■ Consignes à suivre ■
#1 Recopiez, dans le texte de loi sur la formation des jeunes, le passage qui commence par les mots contenant « II. Le même » et se termine par « main leur avenir. ».
#2 Rédigez la suite du texte de loi sur la formation des jeunes, à partir de l'endroit où il s'arrête.

#### Extrait du document ####

II. Le même article est complété par trois alinéas ainsi rédigés :
« La négociation porte également sur :
« 1° le contenu et les modalités d’organisation des formations initiales en entreprise mentionnées à l’article 36 de la loi cadre no du visant à permettre aux jeunes de prendre en main leur avenir ;
« 2° le contenu et les modalités d’organisation des formations au droit du travail prévues à l’article 37 de la loi cadre no précitée. »
L’article L. 6223-1 du code du travail est complété par deux alinéas ainsi rédigés :
« Dans chaque branche, les entreprises réunissant les conditions définies au premier alinéa doivent signer le nombre minimal de contrats d’apprentissage mentionné à l’article 25 de la loi cadre no du visant à permettre aux jeunes de prendre en main leur avenir.

#### Extraits de données ####

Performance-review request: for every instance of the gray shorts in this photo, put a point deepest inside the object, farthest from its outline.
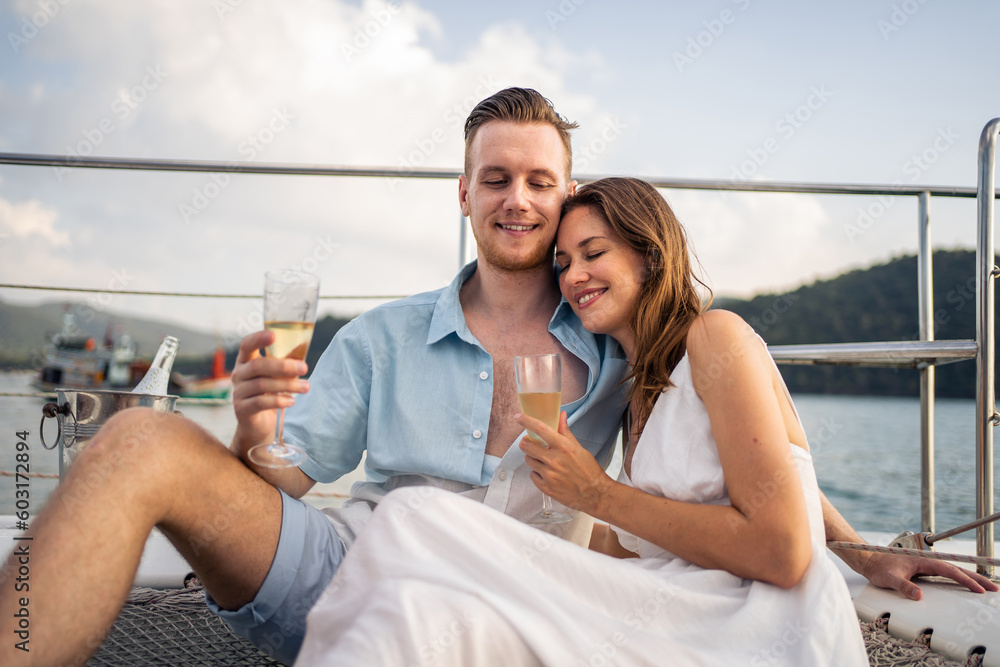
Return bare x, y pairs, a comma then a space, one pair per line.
309, 552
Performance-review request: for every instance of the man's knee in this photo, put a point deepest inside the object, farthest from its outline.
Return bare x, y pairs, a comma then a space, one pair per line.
143, 436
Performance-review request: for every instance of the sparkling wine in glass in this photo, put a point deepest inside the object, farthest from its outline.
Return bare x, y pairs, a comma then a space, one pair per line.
290, 299
539, 389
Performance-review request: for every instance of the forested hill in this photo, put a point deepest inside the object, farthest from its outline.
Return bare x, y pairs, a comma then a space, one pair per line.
874, 304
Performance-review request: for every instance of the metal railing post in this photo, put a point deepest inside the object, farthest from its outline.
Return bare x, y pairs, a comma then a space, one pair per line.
925, 295
985, 332
463, 241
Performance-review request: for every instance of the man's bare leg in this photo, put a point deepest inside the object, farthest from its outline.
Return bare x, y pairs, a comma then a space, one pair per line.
144, 469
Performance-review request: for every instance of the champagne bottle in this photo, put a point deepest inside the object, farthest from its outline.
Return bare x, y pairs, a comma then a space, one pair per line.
157, 377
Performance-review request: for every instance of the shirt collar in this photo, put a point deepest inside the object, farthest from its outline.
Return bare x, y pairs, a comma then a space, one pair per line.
448, 317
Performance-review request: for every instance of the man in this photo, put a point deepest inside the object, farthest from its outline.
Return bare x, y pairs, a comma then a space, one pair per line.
423, 386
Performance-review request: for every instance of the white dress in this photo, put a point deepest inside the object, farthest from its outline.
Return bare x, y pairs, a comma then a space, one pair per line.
436, 579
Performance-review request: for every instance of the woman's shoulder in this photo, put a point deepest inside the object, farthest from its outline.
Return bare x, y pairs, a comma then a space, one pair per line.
717, 332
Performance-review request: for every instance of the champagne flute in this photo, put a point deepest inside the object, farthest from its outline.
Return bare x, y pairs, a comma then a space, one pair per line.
290, 299
539, 389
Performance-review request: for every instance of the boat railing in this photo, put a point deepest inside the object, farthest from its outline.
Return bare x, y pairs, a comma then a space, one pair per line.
923, 354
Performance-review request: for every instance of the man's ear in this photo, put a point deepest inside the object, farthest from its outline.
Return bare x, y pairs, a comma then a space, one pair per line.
463, 194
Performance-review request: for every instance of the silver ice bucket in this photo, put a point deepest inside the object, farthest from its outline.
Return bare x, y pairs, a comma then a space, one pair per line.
82, 412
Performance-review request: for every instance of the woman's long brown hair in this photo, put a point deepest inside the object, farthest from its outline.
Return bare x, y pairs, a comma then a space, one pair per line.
668, 302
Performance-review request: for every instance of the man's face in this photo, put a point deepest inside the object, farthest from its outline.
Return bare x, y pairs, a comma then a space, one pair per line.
514, 192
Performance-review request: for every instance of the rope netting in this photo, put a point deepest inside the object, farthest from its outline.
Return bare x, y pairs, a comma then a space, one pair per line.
175, 628
884, 650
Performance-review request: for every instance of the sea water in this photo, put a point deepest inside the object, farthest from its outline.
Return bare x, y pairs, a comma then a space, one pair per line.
866, 452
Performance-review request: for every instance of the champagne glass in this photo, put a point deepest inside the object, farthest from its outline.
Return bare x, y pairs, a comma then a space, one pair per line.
539, 389
290, 299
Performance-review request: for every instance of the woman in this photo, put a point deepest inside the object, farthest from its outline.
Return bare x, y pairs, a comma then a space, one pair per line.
717, 498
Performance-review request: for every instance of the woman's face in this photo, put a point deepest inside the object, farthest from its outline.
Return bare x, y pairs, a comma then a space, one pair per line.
601, 275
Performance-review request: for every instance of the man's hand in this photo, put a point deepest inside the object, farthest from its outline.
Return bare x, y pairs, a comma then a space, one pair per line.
257, 382
896, 572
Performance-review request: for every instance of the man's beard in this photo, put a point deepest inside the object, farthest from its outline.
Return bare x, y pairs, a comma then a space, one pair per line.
541, 255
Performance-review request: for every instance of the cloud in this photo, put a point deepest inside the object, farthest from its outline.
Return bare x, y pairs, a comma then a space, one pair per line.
30, 218
775, 238
303, 81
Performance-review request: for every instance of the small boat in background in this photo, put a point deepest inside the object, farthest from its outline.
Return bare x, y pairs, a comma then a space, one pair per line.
75, 360
218, 384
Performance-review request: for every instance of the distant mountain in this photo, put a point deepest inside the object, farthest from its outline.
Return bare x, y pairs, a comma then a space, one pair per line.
874, 304
26, 330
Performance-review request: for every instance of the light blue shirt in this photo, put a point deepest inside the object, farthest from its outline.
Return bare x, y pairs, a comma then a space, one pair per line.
408, 382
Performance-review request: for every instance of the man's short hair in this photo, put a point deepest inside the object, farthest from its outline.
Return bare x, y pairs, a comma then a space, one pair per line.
517, 105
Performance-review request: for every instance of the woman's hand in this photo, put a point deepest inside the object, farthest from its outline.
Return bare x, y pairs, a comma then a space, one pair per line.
562, 469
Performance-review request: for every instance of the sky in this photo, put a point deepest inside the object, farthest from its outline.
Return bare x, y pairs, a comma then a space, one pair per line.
873, 91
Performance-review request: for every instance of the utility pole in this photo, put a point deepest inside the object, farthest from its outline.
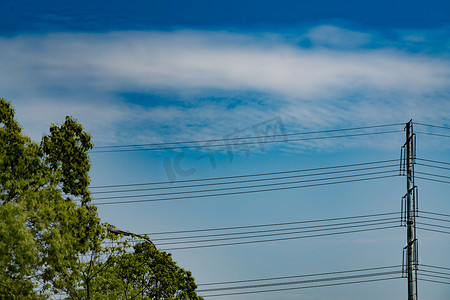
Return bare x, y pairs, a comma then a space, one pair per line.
411, 210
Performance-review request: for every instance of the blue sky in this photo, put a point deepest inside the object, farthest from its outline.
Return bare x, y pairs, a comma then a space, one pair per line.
164, 71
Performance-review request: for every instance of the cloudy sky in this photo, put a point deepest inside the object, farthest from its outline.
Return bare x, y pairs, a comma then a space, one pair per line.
146, 72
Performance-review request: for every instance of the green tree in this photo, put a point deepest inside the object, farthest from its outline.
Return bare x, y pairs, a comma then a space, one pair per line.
42, 228
50, 233
145, 273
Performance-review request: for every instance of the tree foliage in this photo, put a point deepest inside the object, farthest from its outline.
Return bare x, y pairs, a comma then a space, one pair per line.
50, 233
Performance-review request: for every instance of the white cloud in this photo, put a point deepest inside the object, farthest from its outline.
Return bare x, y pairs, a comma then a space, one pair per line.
84, 74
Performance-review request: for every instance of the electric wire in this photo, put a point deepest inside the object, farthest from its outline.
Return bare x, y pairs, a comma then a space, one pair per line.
297, 282
434, 213
244, 143
431, 174
435, 267
272, 230
433, 218
429, 125
275, 234
433, 161
246, 192
434, 225
269, 233
245, 187
433, 134
431, 179
245, 175
278, 239
299, 276
433, 274
245, 138
431, 166
272, 224
244, 181
433, 230
303, 287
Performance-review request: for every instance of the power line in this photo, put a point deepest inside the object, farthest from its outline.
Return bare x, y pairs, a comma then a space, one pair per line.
431, 174
435, 126
299, 276
245, 175
246, 192
434, 213
276, 234
272, 224
434, 225
245, 143
434, 134
244, 138
273, 230
433, 274
435, 281
299, 282
245, 187
435, 267
431, 166
434, 230
434, 161
432, 218
304, 287
278, 239
245, 181
431, 179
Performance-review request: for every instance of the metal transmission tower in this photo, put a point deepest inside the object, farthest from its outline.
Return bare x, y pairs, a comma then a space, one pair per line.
409, 211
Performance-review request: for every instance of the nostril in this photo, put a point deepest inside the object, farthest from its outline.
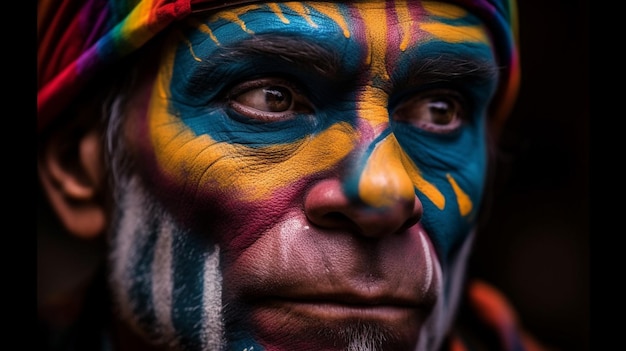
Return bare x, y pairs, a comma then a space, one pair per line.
327, 206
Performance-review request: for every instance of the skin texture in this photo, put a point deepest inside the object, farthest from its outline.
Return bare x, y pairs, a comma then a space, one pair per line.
306, 176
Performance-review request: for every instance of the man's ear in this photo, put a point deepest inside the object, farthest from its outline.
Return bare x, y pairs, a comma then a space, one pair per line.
71, 172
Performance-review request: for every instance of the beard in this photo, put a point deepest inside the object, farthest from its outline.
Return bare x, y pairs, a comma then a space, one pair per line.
167, 285
165, 281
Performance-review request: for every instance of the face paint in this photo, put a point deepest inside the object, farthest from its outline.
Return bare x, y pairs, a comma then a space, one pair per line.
367, 86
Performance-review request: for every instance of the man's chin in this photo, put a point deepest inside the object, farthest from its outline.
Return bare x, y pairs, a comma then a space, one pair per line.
351, 335
282, 326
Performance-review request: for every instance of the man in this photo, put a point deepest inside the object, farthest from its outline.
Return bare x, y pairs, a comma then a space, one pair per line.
277, 176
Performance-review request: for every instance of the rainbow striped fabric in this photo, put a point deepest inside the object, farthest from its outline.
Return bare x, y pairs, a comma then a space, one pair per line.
76, 39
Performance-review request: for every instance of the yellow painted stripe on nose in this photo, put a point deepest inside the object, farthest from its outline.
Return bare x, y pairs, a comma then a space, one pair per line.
375, 17
463, 200
278, 12
428, 189
384, 179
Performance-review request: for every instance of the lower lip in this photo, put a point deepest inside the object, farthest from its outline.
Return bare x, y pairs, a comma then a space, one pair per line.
330, 311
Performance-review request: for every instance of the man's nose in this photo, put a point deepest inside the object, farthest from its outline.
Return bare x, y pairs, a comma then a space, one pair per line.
383, 203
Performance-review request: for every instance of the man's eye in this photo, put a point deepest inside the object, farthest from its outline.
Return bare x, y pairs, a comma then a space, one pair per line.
438, 112
269, 100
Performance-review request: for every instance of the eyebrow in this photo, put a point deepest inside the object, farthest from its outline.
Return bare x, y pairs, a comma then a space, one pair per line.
308, 56
298, 53
451, 67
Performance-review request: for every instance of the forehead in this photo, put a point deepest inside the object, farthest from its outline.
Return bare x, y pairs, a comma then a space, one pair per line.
399, 23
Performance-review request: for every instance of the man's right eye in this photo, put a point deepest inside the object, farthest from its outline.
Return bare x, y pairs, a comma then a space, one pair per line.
269, 99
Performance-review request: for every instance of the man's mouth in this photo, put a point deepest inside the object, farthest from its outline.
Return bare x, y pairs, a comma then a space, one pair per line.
336, 307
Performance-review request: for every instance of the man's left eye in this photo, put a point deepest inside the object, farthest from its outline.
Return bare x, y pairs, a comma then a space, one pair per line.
269, 99
437, 111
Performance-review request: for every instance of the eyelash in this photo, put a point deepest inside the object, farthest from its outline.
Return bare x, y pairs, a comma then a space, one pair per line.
256, 99
439, 111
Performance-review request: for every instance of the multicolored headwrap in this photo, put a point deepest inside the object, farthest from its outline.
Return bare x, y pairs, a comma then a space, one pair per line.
76, 39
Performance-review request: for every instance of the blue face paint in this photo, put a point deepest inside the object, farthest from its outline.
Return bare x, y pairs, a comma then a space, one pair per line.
245, 165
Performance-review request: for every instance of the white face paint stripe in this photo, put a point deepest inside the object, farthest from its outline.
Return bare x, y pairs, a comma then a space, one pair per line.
162, 280
124, 241
212, 300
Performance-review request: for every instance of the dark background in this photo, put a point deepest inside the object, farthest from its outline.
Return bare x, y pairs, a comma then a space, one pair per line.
536, 246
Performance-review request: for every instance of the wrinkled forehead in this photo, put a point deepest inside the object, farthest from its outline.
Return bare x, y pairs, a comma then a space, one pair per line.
312, 18
78, 39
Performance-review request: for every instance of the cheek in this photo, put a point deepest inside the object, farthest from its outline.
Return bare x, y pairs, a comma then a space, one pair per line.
230, 191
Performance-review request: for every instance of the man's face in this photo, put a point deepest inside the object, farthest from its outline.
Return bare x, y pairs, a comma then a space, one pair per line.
308, 177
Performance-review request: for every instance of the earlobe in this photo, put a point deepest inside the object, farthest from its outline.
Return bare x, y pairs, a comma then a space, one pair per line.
71, 174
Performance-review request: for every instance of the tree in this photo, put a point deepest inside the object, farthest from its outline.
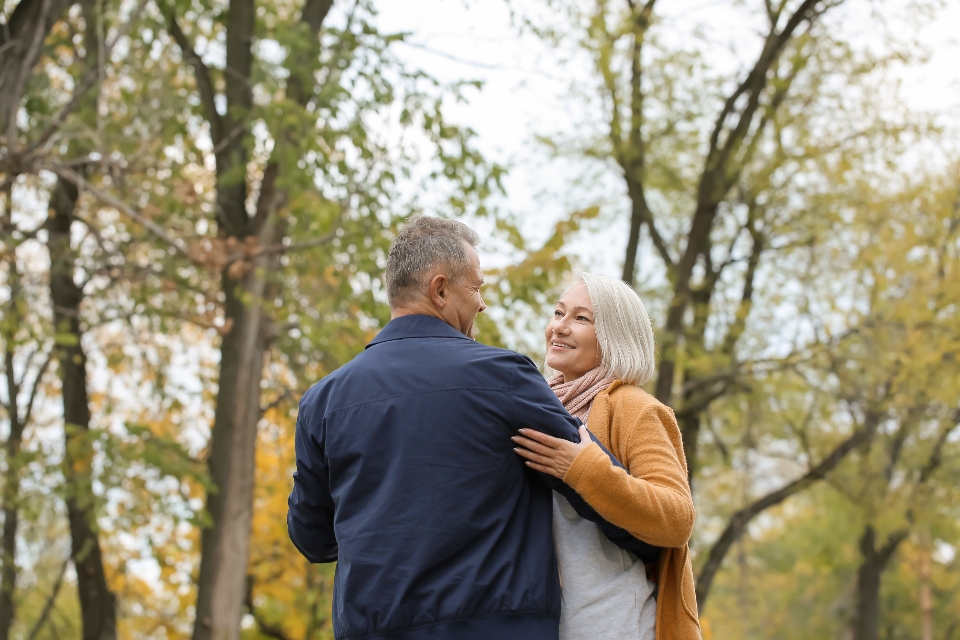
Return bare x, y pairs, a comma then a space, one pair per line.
738, 184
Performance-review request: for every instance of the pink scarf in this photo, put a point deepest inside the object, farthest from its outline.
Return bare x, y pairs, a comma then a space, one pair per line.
577, 395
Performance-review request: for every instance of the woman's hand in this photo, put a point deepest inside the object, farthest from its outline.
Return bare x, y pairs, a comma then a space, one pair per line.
548, 454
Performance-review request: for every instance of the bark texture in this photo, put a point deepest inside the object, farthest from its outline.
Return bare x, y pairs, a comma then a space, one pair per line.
225, 545
874, 560
11, 483
97, 602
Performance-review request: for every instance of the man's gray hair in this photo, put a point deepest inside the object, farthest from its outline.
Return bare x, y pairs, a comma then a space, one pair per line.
624, 332
426, 246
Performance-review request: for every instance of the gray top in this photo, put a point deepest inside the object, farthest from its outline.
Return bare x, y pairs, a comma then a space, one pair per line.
606, 593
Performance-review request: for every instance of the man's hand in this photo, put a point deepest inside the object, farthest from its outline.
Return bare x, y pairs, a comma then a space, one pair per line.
548, 454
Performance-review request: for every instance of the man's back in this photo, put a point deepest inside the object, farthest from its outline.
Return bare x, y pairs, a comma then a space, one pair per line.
440, 530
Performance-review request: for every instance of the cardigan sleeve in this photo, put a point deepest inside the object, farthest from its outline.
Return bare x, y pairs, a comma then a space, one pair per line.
651, 499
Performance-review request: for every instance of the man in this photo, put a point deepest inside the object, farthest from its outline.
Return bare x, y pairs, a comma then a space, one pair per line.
406, 474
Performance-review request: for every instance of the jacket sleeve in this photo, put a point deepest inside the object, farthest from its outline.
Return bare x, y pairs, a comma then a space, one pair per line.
651, 497
537, 407
310, 507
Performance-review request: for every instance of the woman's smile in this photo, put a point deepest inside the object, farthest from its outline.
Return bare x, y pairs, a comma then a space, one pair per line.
571, 335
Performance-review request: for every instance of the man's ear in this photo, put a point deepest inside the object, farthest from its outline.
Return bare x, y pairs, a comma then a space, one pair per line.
439, 291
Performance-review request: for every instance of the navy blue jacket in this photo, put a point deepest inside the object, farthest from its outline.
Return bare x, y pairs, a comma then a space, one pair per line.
406, 476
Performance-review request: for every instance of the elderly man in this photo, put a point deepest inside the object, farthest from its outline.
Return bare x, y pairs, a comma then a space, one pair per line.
406, 474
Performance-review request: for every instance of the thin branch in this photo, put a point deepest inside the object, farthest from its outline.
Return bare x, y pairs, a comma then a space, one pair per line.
740, 519
89, 79
25, 71
273, 249
116, 203
36, 385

####

■ Réponses attendues ■
#1
II. Le même article est complété par trois alinéas ainsi rédigés :
« La négociation porte également sur :
« 1° le contenu et les modalités d’organisation des formations initiales en entreprise mentionnées à l’article 36 de la loi cadre no du visant à permettre aux jeunes de prendre en main leur avenir ;
« 2° le contenu et les modalités d’organisation des formations au droit du travail prévues à l’article 37 de la loi cadre no précitée. »
L’article L. 6223-1 du code du travail est complété par deux alinéas ainsi rédigés :
« Dans chaque branche, les entreprises réunissant les conditions définies au premier alinéa doivent signer le nombre minimal de contrats d’apprentissage mentionné à l’article 25 de la loi cadre no du visant à permettre aux jeunes de prendre en main leur avenir.

#2
« Lorsque l’employeur, durant l’année civile, n’a pas satisfait l’obligation prévue au premier alinéa, il ne peut bénéficier ni de l’indemnité prévue à l’article L. 6243-1, ni de la prise en charge par l’État des cotisations sociales prévue à l’article L. 6243-2. »
I. – Après le premier alinéa de l’article L. 612-8 du code de l’éducation sont insérés cinq alinéas ainsi rédigés :
« La convention de stage mentionnée au premier alinéa comporte obligatoirement :
« 1° les droits dont bénéficie le stagiaire en application du code du travail ;
« 2° l’objet du stage et la manière dont il s’inscrit dans le cursus de l’étudiant ;
« 3° les modalités de suivi effectif et d’évaluation du stage par le tuteur ;
« 4° les conditions minimales d’accueil du stagiaire que doit remplir l’organisme dans lequel le stage est effectué. »
II. – L’article L. 712-6 du même code est ainsi modifié :
1° Le sixième alinéa est complété par une phrase ainsi rédigée : « Il peut proposer d’enrichir la convention de stage mentionnée à l’article L.612-8 concernant l’inscription de l’objet du stage dans le cursus universitaire, les modalités de suivi effectif et d’évaluation du stage par le tuteur et les conditions minimales d’accueil du stagiaire par l’organisme d’accueil. »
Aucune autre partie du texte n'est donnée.